## CONSIGNES
- 1) Selon le texte source, quels juges ont estimé déraisonnable la sentence de l'arbitre Bergeron, et de quel tribunal relève chacun d'eux ?
- 2) Poursuivez le texte source sur l'arbitrage de griefs et le droit au retour au travail sous la LATMP, à partir de sa dernière phrase.

## TEXTE SOURCE
Un arbitre de griefs ne peut cependant remettre en cause les déterminations faites par la CSST ou la CLP (limitations fonctionnelles, capacité d’exercer l’emploi prélésionnel, emploi convenable, etc.). Il doit se préoccuper uniquement de la mise en œuvre de ces déterminations dans le contexte de l’exercice du droit au retour au travail régi par les articles 234 et ss. LATMP et dont les paramètres ont été établis par la CSST et la CLP.

Dans Université McGill, le débat tournait autour de l’interprétation et de l’application de la clause suivante : «Le salarié qui redevient capable de travailler, mais qui demeure avec une limitation fonctionnelle permanente l’empêchant d’occuper le poste qu’il occupait antérieurement est replacé, sans affichage, à un autre poste que son état de santé lui permet d’occuper, compte tenu des postes disponibles à combler».

Le syndicat a fait valoir que cette clause était plus avantageuse pour le plaignant que ce que la Loi sur les accidents du travail et les maladies professionnelles prévoit pour un travailleur dans sa situation. En désaccord avec cette prétention, l’arbitre Bergeron a décliné compétence. Sa sentence arbitrale a été jugée déraisonnable tant par le juge Sansfaçon, de la Cour supérieure, que par les juges Bich, Pelletier et Émond, de la Cour d’appel.

  • La question de décider si la convention collective à l’étude contient une disposition plus avantageuse que la Loi sur les accidents du travail et les maladies professionnelles pour le salarié et, le cas échéant, la mise en oeuvre de cette disposition relèvent de la compétence de l’arbitre. La norme de contrôle applicable à cet égard est celle de la décision raisonnable.
  • Le motif avancé par l’arbitre Bergeron au soutien de son interprétation de la clause à l’étude repose essentiellement sur une mauvaise conception de la notion d’«emploi convenable», conception que la norme de la raisonnabilité ne permet pas de tolérer.
  • Pour qualifier un emploi de «convenable» au sens de l’article 2 LATMP, il ne suffit pas que le travailleur soit en mesure d’exécuter les tâches rattachées à une fonction.

## DONNÉES EXTRAITES
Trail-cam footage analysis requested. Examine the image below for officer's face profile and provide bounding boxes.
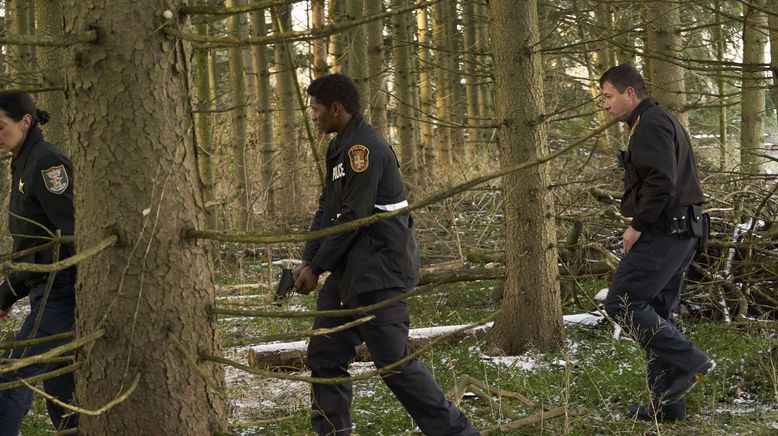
[308,96,337,133]
[602,82,637,121]
[0,110,32,154]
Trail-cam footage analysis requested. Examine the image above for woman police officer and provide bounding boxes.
[0,93,76,436]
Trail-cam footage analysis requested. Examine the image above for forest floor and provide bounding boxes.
[10,270,778,436]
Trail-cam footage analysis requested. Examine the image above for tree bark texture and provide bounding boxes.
[767,1,778,136]
[365,0,386,134]
[311,0,330,79]
[192,0,217,229]
[6,0,35,85]
[646,0,689,129]
[427,2,453,165]
[273,5,300,214]
[442,1,468,167]
[328,0,349,75]
[416,2,435,184]
[711,0,724,171]
[251,10,276,215]
[740,0,767,173]
[391,0,416,187]
[475,2,494,142]
[225,0,252,231]
[487,0,563,354]
[64,0,227,436]
[346,0,368,108]
[462,1,483,147]
[35,0,70,154]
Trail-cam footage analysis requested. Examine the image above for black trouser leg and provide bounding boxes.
[605,232,708,372]
[357,291,479,436]
[0,286,77,436]
[307,276,361,436]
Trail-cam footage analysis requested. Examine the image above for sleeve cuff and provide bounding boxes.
[630,217,651,232]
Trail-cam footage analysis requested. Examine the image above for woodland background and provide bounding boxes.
[0,0,778,435]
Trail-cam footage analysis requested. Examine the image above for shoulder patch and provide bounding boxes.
[41,165,70,194]
[348,145,370,173]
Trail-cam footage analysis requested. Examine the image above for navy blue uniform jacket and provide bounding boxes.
[0,127,75,309]
[303,114,419,303]
[621,97,705,231]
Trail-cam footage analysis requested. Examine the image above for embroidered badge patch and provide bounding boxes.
[41,165,70,194]
[348,145,370,173]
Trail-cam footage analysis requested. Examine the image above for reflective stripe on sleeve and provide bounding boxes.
[375,200,408,211]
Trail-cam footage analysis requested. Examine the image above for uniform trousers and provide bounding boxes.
[307,275,479,436]
[605,230,709,412]
[0,284,77,436]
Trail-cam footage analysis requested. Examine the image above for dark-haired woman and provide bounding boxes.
[0,94,76,436]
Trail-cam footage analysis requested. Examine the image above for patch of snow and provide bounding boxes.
[563,312,605,326]
[483,356,540,371]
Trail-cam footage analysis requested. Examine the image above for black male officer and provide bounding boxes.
[600,65,715,421]
[294,74,472,436]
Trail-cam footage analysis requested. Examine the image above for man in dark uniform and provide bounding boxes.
[600,65,715,421]
[0,94,76,436]
[294,74,478,436]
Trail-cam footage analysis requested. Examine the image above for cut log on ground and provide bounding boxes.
[248,325,487,371]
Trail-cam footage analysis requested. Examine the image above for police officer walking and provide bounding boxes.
[0,93,76,430]
[293,74,479,436]
[600,65,715,421]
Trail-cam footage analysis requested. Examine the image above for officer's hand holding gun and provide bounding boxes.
[293,263,319,295]
[273,268,294,304]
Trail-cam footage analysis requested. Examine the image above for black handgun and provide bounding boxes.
[273,268,294,301]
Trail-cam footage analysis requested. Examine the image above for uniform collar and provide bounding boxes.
[627,97,659,127]
[336,113,363,142]
[11,126,43,171]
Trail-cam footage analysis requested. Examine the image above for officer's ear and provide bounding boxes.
[21,114,32,132]
[330,101,346,117]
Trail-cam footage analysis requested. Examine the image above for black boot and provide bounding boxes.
[629,401,686,422]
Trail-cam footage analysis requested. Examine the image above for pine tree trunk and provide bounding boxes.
[462,1,483,147]
[441,1,467,165]
[329,0,349,75]
[35,0,70,154]
[646,0,689,129]
[273,5,300,214]
[251,10,276,215]
[603,3,640,65]
[192,0,217,229]
[740,0,767,173]
[225,0,251,230]
[391,0,416,188]
[432,2,453,165]
[6,0,35,80]
[311,0,329,79]
[712,0,728,171]
[573,0,612,150]
[475,2,494,142]
[767,1,778,153]
[487,0,563,354]
[63,0,227,436]
[365,0,386,134]
[416,2,435,185]
[346,0,368,108]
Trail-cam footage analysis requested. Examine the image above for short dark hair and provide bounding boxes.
[0,92,50,125]
[600,64,648,98]
[308,73,359,114]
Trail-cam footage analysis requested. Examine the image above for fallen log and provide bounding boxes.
[248,326,487,371]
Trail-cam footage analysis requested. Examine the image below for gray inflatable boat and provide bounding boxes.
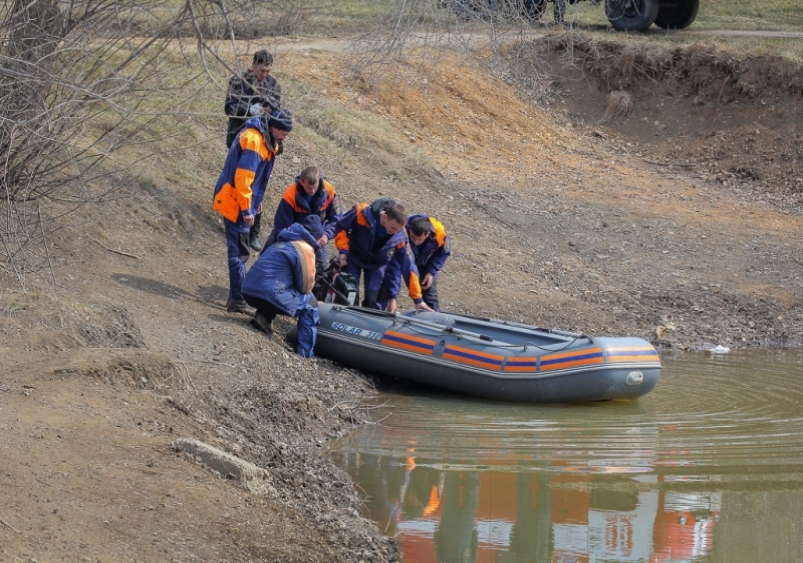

## CORRIGÉ
- 1)
- Le juge Sansfaçon, de la Cour supérieure
- La juge Bich, de la Cour d'appel
- Le juge Pelletier, de la Cour d'appel
- Le juge Émond, de la Cour d'appel

- 2)
  • L’arbitre Bergeron n’a pas examiné la clause dans son contexte ni ne s’est interrogé sur l’intention des parties lorsqu’elles l’ont stipulée. Il a statué de manière péremptoire, sans procéder à l’exercice interprétatif qui s’imposait.
  • La clause précitée, «dont le libellé est fort large», est plus avantageuse que la loi (Université McGill, paragr. 114).

Comme l’avait conclu le juge Sansfaçon, la juge Bich a déterminé que, dans ce dossier, l’arbitre possédait la compétence requise pour entendre et trancher les griefs dont il était saisi et qu’il aurait simplement dû faire le constat que le régime que prévoit la clause précitée de la convention collective est plus généreux que le régime prévu à la loi.

Le dossier est retourné à l’arbitre afin qu’il se prononce sur le fond des griefs réclamant l’annulation du congédiement du plaignant ainsi que sa réintégration dans un emploi au sein de l’Université.

*À noter que dans Ville de Montréal-Est c. Syndicat des cols bleus regroupés de Montréal, section locale 301 et dans Syndicat des cols bleus regroupés de Montréal, section locale 301 c. Beaconsfield (Ville de), une autre formation de la Cour d’appel s’est récemment prononcée sur le même sujet.

Références

  • Université McGill c. McGill University Non Academic Certified Association (MUNACA), (C.A., 2015-11-24), 2015 QCCA 1943, SOQUIJ AZ-51232736. À la date de diffusion, la décision n’avait pas fait l’objet de pourvoi à la Cour suprême.
  • Université McGill et Munaca (Ron Zahorak), (T.A., 2011-06-08), SOQUIJ AZ-50780687, 2011EXPT-1642, D.T.E. 2011T-582.
  • McGill University Non Academic Certified Association (MUNACA) c. Bergeron (C.S., 2013-03-20), 2013 QCCS 1175, SOQUIJ AZ-50948629, 2013EXP-1268, 2013EXPT-725, J.E. 2013-692, D.T.E. 2013T-256.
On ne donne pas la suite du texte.